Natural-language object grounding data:
* * *

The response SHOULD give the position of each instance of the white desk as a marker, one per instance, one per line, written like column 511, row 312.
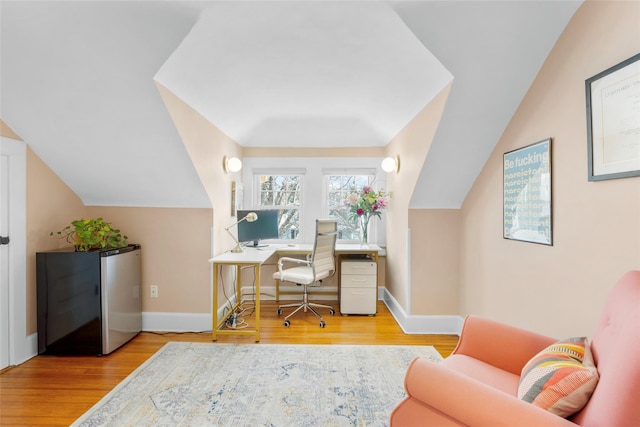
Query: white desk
column 250, row 257
column 341, row 249
column 255, row 257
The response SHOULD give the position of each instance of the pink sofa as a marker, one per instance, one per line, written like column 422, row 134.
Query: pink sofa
column 477, row 385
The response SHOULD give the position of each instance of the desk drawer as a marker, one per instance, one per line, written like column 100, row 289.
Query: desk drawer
column 358, row 281
column 358, row 300
column 359, row 267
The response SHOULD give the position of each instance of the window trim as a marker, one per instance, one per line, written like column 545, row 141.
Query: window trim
column 255, row 199
column 327, row 172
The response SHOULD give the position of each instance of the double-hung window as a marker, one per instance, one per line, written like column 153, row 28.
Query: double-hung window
column 283, row 192
column 338, row 186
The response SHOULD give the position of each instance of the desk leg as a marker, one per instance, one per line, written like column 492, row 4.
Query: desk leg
column 214, row 309
column 257, row 272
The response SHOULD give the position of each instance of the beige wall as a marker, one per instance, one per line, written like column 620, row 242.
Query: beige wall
column 434, row 261
column 175, row 242
column 411, row 145
column 51, row 206
column 557, row 290
column 175, row 254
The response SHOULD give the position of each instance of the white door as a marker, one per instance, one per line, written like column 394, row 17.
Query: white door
column 13, row 339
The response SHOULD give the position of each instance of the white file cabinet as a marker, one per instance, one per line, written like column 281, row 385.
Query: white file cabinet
column 358, row 287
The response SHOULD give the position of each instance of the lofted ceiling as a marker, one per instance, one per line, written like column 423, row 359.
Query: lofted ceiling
column 77, row 83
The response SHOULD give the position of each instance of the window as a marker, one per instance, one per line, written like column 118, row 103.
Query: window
column 338, row 188
column 284, row 193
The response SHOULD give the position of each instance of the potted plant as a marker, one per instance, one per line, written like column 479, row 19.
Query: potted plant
column 92, row 234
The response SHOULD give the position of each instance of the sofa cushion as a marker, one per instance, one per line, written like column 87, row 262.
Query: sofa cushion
column 560, row 378
column 483, row 372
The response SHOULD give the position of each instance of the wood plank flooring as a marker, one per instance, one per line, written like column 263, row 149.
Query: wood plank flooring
column 55, row 390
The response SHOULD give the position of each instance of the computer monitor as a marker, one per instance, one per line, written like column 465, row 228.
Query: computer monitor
column 265, row 227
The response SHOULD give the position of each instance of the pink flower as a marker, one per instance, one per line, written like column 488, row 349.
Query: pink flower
column 353, row 198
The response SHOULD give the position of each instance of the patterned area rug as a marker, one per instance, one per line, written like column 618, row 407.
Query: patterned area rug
column 194, row 384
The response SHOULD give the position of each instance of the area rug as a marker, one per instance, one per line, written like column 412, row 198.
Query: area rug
column 196, row 384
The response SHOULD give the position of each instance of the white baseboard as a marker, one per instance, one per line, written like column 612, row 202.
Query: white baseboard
column 176, row 322
column 421, row 324
column 198, row 322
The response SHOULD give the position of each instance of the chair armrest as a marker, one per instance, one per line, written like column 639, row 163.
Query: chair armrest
column 282, row 260
column 503, row 346
column 471, row 402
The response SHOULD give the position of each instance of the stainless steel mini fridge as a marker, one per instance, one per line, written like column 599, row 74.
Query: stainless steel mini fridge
column 88, row 302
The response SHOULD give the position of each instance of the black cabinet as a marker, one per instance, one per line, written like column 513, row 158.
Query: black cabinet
column 89, row 303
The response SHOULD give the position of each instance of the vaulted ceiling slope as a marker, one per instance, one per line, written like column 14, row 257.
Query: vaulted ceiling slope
column 77, row 83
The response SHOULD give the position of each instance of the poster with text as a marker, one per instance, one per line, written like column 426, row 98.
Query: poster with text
column 527, row 193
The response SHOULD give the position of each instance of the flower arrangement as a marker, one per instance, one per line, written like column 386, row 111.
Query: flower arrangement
column 363, row 206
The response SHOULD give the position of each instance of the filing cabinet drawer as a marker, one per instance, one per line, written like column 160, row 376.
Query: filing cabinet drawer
column 358, row 301
column 359, row 267
column 358, row 281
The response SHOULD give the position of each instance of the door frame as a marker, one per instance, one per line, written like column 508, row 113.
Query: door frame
column 17, row 258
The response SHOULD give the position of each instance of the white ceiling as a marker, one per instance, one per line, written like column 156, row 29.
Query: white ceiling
column 77, row 83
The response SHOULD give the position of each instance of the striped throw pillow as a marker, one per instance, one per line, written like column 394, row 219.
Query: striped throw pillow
column 560, row 378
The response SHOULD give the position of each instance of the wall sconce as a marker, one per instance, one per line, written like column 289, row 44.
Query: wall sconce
column 250, row 217
column 231, row 164
column 391, row 164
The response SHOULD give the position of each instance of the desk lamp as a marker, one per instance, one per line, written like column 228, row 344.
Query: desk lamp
column 250, row 217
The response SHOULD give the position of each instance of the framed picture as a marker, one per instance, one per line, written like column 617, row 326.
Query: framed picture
column 526, row 193
column 613, row 121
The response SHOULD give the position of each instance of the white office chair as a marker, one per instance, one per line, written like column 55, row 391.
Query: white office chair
column 319, row 265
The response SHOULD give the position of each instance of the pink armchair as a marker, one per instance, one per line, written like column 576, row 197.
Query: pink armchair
column 477, row 385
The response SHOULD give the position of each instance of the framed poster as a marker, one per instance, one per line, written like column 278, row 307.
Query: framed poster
column 526, row 193
column 613, row 121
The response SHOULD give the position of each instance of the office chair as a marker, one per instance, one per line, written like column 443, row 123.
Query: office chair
column 319, row 265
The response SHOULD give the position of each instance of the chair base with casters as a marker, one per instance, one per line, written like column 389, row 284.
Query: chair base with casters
column 305, row 305
column 319, row 265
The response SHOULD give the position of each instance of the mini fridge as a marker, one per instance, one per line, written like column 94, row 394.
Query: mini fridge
column 89, row 303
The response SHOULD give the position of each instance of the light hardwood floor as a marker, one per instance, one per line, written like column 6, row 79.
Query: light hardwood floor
column 55, row 391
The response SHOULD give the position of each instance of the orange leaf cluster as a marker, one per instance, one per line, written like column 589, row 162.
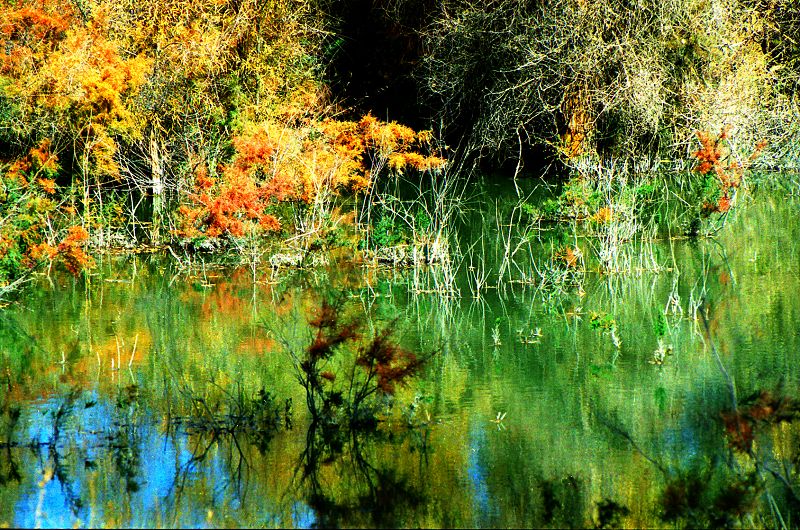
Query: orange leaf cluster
column 31, row 30
column 71, row 250
column 277, row 162
column 714, row 156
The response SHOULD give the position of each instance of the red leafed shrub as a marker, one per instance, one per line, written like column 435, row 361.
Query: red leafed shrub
column 714, row 159
column 277, row 163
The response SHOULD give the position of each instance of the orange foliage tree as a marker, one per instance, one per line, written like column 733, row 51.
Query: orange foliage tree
column 714, row 160
column 30, row 216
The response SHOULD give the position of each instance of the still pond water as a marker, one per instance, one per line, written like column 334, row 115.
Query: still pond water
column 594, row 402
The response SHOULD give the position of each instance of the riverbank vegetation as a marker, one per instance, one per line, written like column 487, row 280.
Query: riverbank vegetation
column 272, row 214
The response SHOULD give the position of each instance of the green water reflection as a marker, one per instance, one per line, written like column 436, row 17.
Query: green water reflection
column 528, row 415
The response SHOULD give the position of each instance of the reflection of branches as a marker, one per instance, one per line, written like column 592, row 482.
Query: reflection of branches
column 619, row 431
column 378, row 491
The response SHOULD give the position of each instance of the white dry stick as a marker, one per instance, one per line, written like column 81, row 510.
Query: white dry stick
column 133, row 352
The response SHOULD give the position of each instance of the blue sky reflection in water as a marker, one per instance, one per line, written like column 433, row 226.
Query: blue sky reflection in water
column 590, row 431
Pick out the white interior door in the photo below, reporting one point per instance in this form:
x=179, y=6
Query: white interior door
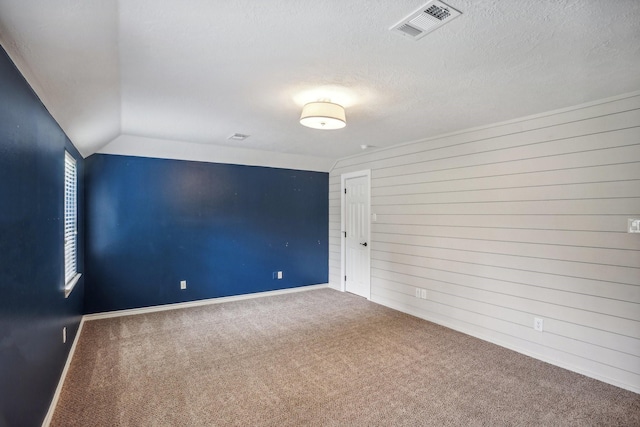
x=357, y=246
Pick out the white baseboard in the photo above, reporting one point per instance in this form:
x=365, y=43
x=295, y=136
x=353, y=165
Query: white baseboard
x=56, y=395
x=510, y=346
x=175, y=306
x=130, y=312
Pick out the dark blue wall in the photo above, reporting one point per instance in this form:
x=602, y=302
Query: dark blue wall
x=223, y=228
x=33, y=309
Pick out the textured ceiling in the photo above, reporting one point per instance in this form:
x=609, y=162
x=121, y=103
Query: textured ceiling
x=200, y=70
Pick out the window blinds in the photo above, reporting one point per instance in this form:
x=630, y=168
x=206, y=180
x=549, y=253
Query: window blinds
x=70, y=218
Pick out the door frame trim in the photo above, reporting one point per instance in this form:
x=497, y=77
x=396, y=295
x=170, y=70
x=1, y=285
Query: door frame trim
x=343, y=209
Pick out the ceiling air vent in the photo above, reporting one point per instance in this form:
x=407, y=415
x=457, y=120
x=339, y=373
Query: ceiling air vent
x=429, y=17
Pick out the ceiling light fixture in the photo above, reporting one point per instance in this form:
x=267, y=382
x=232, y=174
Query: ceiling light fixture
x=323, y=115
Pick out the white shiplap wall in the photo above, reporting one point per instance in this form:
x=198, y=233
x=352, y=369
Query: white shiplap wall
x=510, y=222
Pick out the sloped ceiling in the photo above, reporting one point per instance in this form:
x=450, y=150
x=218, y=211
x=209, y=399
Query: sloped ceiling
x=188, y=72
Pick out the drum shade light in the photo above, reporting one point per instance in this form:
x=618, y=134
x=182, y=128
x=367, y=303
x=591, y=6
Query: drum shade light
x=323, y=115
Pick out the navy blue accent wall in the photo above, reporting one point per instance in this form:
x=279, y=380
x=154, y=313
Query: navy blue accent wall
x=225, y=229
x=33, y=309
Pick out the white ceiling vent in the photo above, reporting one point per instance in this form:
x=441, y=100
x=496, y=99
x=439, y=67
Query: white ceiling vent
x=429, y=17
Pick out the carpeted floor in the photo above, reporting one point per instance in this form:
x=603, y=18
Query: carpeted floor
x=317, y=358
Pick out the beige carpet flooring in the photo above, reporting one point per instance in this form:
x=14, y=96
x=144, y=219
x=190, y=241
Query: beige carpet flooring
x=319, y=358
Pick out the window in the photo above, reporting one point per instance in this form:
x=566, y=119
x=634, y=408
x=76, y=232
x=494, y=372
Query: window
x=71, y=274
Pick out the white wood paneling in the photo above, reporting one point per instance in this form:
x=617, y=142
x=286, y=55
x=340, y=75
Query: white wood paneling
x=509, y=222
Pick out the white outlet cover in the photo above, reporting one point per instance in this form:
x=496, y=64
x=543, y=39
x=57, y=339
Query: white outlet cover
x=538, y=324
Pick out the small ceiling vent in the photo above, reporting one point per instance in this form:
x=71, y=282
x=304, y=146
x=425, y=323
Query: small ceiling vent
x=429, y=17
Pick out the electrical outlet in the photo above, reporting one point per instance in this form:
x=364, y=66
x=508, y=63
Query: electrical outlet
x=538, y=324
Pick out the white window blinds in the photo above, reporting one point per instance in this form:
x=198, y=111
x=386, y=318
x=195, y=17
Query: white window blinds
x=70, y=218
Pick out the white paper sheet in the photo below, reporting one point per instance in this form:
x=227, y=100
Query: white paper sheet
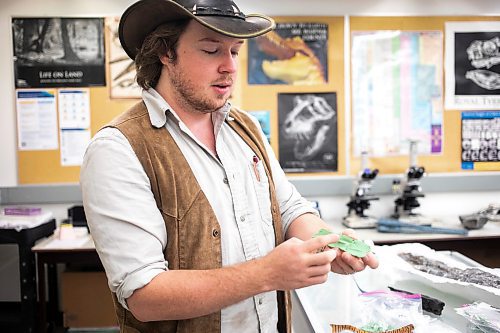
x=36, y=119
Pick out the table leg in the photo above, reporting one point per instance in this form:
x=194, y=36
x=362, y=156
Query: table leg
x=42, y=311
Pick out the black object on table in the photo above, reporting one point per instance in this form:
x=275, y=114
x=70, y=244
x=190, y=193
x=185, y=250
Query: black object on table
x=21, y=316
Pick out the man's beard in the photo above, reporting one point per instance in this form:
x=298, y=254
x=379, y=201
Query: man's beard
x=191, y=96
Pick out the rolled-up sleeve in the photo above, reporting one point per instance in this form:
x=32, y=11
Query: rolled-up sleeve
x=128, y=230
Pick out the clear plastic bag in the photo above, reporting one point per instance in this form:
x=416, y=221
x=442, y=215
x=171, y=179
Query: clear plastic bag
x=383, y=311
x=482, y=317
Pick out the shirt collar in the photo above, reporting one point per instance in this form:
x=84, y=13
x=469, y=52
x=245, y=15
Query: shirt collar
x=158, y=108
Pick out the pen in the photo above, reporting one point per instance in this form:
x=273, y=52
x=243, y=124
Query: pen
x=255, y=161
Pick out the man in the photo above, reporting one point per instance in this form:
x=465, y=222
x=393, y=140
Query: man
x=186, y=202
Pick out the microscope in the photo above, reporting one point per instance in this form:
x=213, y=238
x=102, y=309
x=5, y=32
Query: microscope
x=409, y=191
x=360, y=199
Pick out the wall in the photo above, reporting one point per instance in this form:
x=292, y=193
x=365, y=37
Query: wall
x=10, y=8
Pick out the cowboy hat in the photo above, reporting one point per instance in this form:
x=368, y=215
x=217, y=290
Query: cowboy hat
x=222, y=16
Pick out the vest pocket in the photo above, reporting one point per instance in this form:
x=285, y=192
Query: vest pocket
x=261, y=186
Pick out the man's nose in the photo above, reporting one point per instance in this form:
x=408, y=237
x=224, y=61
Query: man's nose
x=228, y=63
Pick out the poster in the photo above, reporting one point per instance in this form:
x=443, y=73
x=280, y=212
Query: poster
x=36, y=119
x=293, y=53
x=74, y=142
x=121, y=68
x=397, y=92
x=308, y=138
x=264, y=118
x=481, y=140
x=74, y=124
x=74, y=108
x=58, y=52
x=472, y=65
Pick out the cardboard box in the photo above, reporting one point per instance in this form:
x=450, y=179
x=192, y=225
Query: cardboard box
x=86, y=300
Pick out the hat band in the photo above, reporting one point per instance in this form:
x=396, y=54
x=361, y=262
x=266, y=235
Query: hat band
x=213, y=11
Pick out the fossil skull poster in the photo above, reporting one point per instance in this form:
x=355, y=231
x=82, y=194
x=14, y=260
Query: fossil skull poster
x=293, y=53
x=472, y=65
x=308, y=139
x=58, y=52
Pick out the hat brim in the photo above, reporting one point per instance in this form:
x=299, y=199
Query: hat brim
x=140, y=19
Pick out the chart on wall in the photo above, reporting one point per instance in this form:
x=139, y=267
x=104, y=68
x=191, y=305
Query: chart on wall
x=58, y=52
x=308, y=139
x=121, y=68
x=473, y=65
x=293, y=53
x=397, y=92
x=481, y=140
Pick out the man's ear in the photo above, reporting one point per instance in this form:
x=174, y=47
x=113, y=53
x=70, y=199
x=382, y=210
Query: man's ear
x=167, y=58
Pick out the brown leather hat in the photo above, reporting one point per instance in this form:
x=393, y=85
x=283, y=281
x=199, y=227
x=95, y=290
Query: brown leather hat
x=223, y=16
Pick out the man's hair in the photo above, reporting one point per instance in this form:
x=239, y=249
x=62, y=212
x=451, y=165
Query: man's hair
x=162, y=41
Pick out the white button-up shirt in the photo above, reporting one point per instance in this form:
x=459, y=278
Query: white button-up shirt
x=130, y=234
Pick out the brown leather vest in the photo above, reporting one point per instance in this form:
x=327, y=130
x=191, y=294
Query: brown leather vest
x=192, y=228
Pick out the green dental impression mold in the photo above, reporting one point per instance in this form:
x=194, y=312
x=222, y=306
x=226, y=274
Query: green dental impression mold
x=355, y=247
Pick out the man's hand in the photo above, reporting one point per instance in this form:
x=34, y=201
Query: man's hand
x=345, y=263
x=296, y=264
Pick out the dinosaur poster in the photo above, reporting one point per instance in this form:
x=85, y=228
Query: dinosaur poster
x=473, y=65
x=58, y=52
x=397, y=91
x=308, y=137
x=480, y=140
x=294, y=53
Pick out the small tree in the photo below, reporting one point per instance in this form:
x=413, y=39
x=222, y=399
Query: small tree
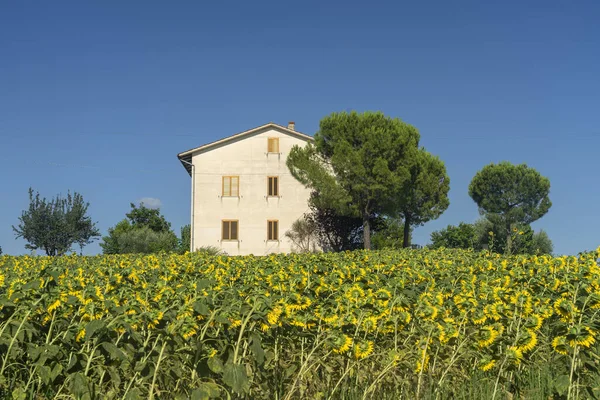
x=389, y=234
x=56, y=225
x=424, y=196
x=149, y=217
x=185, y=239
x=510, y=195
x=334, y=231
x=146, y=240
x=358, y=164
x=144, y=230
x=303, y=236
x=462, y=236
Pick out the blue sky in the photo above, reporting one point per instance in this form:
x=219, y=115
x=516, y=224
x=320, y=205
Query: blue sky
x=99, y=97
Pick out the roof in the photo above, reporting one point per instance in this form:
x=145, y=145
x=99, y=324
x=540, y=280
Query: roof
x=186, y=156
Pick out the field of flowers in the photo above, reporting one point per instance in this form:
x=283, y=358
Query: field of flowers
x=399, y=324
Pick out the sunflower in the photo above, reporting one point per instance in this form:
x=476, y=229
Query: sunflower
x=363, y=349
x=488, y=335
x=343, y=344
x=486, y=365
x=530, y=340
x=560, y=345
x=514, y=354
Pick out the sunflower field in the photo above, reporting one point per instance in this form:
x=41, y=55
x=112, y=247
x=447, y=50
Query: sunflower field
x=411, y=324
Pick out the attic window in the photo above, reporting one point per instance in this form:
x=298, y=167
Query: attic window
x=229, y=230
x=231, y=186
x=273, y=186
x=273, y=230
x=273, y=145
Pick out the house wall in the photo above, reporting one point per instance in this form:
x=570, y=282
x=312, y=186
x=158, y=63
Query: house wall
x=248, y=159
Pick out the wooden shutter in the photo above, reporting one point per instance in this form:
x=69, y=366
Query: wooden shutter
x=273, y=186
x=229, y=230
x=273, y=230
x=231, y=186
x=273, y=145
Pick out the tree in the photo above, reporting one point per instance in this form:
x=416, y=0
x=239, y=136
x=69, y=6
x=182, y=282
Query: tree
x=542, y=243
x=357, y=165
x=462, y=236
x=56, y=225
x=388, y=234
x=334, y=232
x=424, y=196
x=110, y=243
x=144, y=230
x=510, y=195
x=303, y=236
x=146, y=240
x=483, y=234
x=150, y=217
x=185, y=239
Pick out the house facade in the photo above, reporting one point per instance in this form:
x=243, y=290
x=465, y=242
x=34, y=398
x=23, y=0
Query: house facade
x=244, y=198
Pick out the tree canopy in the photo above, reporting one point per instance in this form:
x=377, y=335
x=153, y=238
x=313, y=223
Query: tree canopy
x=56, y=225
x=483, y=234
x=145, y=230
x=462, y=236
x=510, y=195
x=424, y=196
x=358, y=164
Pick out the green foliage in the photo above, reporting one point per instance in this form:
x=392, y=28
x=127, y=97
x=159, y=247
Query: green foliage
x=56, y=225
x=483, y=234
x=185, y=238
x=358, y=164
x=334, y=231
x=510, y=195
x=455, y=237
x=303, y=236
x=541, y=243
x=389, y=234
x=145, y=240
x=149, y=217
x=401, y=324
x=424, y=196
x=211, y=251
x=144, y=231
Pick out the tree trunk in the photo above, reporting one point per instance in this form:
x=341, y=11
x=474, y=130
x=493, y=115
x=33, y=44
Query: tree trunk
x=406, y=242
x=366, y=231
x=508, y=249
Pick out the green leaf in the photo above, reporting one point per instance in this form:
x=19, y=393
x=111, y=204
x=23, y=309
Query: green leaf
x=73, y=362
x=79, y=386
x=19, y=394
x=215, y=364
x=201, y=307
x=234, y=376
x=256, y=348
x=133, y=394
x=93, y=326
x=561, y=384
x=44, y=374
x=115, y=377
x=114, y=352
x=56, y=371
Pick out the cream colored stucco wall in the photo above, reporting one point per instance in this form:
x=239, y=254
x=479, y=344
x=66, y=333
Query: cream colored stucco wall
x=248, y=159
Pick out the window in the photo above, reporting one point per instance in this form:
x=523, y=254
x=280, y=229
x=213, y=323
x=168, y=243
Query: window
x=230, y=229
x=273, y=146
x=273, y=186
x=231, y=186
x=273, y=230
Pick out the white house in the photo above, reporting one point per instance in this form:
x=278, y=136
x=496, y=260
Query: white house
x=244, y=198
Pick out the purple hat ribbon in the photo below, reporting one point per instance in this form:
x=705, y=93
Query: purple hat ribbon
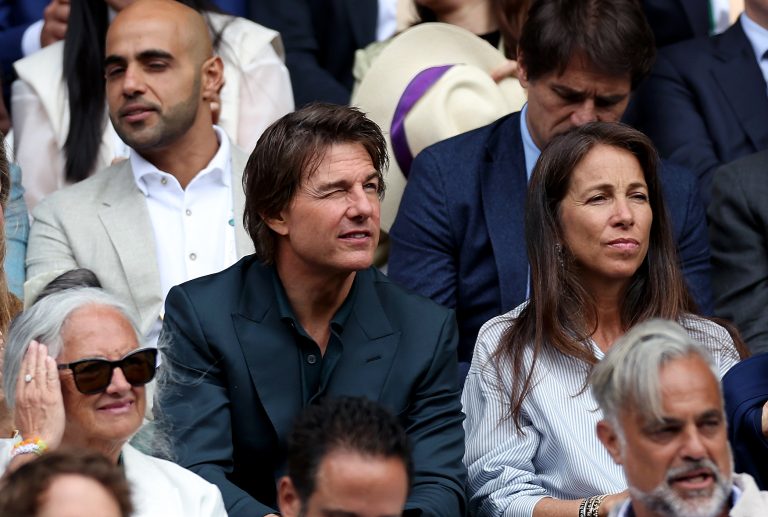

* * *

Your task:
Tally up the lines holding the string "purple" in the data above, and respond with nothing but the number.

Answer box:
2